=== Extrait ===
La Fnars vient d’éditer le baromètre du 115 en juillet 2016 : 33 % d’attributions au niveau national contre moins de 20 % en Isère. Explications avec Francis Silvente, président de la Fnars Rhône-Alpes.
Comme chaque année, la Fnars publie les chiffres estivaux du 115 (numéro d’urgence hébergement). Et ceux-ci ont de quoi alarmer : – 34 % de places attribuées par rapport à la moyenne hivernale en juillet.
Au niveau national, plus de 89 400 demandes ont été faites au 115 et seulement 33% de ces demandes ont abouti à un hébergement.
Et la Fnars de préciser : « La situation est particulièrement critique dans 8 des 45 départements du baromètre (notamment le Rhône, l’Isère, la Gironde…) où le taux d’attribution est inférieur à 20% en juillet 2016. ».
Francis Silvente – président de la Fnars Rhône-Alpes – nous a donné des pistes pour expliquer les taux d’attributions extrêmement faibles en Isère. Si le nombre d’hébergements d’urgence reste insuffisant en Isère, d’autres paramètres viennent noircir le tableau.
115 : des modalités d’organisation différentes
D’un département à l’autre, la gestion des places du 115 peut varier. « Certains départements appliquent le principe de continuité : lorsqu’une personne rentre, elles reste dans l’hébergement jusqu’à ce qu’une solution adaptée lui soit proposée, c’est le cas d’une grosse partie des places en Isère ainsi que dans le Rhône. D’autres structures, par contre, vont accueillir les personnes durant 3 jours. Tous les 3 jours, les personnes vont devoir refaire une demande : tous les 3 jours, elles obtiendront une nouvelle réponse positive. Les chiffres sont faussés, car les personnes continuent de rappeler ».
Des personnes « coincées dans le dispositif »
Si les chiffres traduisent des réalités de fonctionnement différentes, ce n’est pas la seule explication aux bas taux d’attribution. Pour Francis Silvente, » Le problème, maintenant, n’est pas de créer des places d’urgence, mais de créer des solutions pour les personnes qui sont coincées durablement dans l’urgence […] notamment les personnes ayant des droits minorés. »
Les droits minorés sont majoritairement liés à la migration. Pour Francis Silvente – qui s’exprime alors uniquement en son nom – la seule solution pour sortir de l’impasse est la régularisation des personnes sans-papiers.

=== Données brutes ===
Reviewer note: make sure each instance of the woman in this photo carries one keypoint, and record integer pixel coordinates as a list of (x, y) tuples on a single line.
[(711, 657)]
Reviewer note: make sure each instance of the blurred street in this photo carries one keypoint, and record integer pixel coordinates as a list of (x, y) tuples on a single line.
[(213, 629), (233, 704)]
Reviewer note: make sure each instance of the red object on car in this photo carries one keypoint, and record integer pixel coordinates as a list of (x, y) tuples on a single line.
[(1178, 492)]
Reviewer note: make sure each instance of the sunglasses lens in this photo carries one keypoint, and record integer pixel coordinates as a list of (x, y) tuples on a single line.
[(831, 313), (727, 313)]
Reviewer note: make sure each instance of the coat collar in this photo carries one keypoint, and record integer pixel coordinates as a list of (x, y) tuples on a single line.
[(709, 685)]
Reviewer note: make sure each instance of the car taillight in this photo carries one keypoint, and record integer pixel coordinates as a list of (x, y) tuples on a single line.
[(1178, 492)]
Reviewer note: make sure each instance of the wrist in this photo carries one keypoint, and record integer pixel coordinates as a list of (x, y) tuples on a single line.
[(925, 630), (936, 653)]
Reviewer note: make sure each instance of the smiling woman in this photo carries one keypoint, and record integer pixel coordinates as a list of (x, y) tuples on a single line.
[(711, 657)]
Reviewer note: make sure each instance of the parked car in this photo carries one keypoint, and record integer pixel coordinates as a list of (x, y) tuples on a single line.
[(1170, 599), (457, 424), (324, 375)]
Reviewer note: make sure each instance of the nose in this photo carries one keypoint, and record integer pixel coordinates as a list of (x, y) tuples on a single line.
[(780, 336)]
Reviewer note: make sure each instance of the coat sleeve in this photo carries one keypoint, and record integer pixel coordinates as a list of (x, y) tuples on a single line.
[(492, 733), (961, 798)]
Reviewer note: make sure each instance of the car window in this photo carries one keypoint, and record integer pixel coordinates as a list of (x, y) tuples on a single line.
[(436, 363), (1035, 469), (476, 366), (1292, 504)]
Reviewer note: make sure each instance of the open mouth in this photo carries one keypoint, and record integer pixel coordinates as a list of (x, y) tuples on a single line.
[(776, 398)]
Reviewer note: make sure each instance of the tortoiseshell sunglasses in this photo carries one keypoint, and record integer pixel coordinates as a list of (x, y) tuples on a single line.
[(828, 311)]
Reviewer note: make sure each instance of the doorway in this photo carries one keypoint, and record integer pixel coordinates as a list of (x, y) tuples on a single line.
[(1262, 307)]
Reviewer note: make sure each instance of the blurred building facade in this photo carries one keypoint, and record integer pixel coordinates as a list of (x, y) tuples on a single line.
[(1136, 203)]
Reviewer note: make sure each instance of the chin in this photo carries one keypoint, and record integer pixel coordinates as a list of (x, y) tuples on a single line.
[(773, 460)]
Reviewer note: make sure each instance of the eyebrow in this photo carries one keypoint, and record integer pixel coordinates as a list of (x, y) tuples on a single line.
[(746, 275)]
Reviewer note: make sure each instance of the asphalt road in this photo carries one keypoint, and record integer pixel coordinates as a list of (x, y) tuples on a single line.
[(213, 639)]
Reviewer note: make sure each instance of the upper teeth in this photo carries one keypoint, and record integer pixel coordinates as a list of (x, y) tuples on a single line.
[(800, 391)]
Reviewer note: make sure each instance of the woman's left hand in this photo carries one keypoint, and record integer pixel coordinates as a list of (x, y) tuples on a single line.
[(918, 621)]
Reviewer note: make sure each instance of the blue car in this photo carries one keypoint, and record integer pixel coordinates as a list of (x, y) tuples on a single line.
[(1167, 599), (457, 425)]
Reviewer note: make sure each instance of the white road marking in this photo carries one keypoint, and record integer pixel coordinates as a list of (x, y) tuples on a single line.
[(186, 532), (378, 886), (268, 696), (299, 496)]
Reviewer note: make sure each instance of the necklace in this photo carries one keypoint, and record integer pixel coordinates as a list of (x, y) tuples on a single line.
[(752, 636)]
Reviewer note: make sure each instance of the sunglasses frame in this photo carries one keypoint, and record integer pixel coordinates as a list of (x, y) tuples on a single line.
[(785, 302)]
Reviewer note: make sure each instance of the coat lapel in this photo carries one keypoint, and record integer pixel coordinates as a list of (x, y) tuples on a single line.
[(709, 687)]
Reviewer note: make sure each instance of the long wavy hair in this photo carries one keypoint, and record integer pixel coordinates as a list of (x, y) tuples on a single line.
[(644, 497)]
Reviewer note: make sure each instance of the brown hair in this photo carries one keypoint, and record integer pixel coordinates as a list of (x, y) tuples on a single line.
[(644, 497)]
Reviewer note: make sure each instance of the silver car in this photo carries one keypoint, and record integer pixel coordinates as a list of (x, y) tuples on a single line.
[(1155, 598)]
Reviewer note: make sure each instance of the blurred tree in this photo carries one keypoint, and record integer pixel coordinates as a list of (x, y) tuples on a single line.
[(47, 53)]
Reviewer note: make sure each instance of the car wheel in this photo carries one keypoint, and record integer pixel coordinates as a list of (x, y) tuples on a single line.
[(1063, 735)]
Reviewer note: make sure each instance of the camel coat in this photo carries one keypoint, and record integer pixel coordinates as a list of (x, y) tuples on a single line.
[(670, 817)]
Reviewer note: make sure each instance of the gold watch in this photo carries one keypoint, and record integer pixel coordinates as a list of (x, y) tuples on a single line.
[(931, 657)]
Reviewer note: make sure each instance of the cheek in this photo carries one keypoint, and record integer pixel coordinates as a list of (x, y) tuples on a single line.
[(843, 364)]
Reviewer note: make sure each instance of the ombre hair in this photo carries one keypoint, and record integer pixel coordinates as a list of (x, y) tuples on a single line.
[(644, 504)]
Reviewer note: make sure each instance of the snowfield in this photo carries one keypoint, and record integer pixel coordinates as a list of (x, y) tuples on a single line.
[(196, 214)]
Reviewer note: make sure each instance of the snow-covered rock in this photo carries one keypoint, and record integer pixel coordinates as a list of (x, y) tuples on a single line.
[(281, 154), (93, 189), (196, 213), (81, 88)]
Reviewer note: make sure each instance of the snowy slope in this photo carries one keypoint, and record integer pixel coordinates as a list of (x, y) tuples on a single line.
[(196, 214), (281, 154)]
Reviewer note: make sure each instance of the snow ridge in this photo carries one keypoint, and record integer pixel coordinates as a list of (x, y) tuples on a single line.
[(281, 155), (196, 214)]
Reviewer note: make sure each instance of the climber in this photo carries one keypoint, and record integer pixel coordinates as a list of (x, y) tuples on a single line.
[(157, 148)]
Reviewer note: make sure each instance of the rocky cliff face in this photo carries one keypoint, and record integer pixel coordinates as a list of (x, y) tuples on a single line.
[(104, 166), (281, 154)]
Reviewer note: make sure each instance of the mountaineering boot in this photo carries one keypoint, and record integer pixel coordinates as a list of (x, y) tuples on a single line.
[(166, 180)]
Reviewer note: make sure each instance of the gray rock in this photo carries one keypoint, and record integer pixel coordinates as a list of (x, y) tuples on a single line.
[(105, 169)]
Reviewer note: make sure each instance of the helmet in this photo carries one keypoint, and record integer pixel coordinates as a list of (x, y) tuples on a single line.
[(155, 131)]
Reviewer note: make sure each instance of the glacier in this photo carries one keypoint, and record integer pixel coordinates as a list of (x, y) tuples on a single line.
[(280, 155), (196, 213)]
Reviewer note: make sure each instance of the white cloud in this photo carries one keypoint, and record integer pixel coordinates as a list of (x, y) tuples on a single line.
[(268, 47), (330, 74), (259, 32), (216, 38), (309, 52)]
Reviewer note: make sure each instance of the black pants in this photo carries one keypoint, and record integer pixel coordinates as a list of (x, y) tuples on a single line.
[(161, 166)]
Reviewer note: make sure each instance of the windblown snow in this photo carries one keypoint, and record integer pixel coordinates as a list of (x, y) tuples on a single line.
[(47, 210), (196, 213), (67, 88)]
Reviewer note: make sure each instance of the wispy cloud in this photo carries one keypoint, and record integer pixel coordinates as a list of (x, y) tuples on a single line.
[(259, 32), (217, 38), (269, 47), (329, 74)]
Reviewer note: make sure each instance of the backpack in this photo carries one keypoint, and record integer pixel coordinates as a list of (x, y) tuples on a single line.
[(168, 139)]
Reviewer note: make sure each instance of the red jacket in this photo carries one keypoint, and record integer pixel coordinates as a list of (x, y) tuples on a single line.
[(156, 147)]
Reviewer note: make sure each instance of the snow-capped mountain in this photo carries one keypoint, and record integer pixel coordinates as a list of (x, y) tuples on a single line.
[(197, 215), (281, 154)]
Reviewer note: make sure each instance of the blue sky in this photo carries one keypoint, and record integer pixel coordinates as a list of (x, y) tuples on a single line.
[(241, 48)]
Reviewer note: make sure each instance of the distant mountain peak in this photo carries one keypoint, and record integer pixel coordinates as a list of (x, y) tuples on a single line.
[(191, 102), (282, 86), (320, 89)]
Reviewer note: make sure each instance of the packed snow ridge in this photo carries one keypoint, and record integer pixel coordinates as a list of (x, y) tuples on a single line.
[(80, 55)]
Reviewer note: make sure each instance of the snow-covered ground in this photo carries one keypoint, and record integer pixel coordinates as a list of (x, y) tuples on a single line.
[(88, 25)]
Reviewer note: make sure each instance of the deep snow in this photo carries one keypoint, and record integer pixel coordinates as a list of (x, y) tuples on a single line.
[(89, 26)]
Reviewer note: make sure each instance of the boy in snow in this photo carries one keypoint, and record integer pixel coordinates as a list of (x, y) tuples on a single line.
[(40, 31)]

=== Problème posé ===
Répondez à ces questions à partir de l'extrait sur le baromètre du 115 :
1. Combien de demandes ont été adressées au 115 au niveau national ?
2. Dans combien des départements du baromètre le taux d'attribution est-il inférieur à 20 % en juillet 2016 ?
3. Pendant combien de jours certaines structures accueillent-elles les personnes avant qu'une nouvelle demande soit nécessaire ?

=== Réponse attendue ===
1. Plus de 89 400 demandes.
2. Dans 8 des 45 départements.
3. Pendant 3 jours.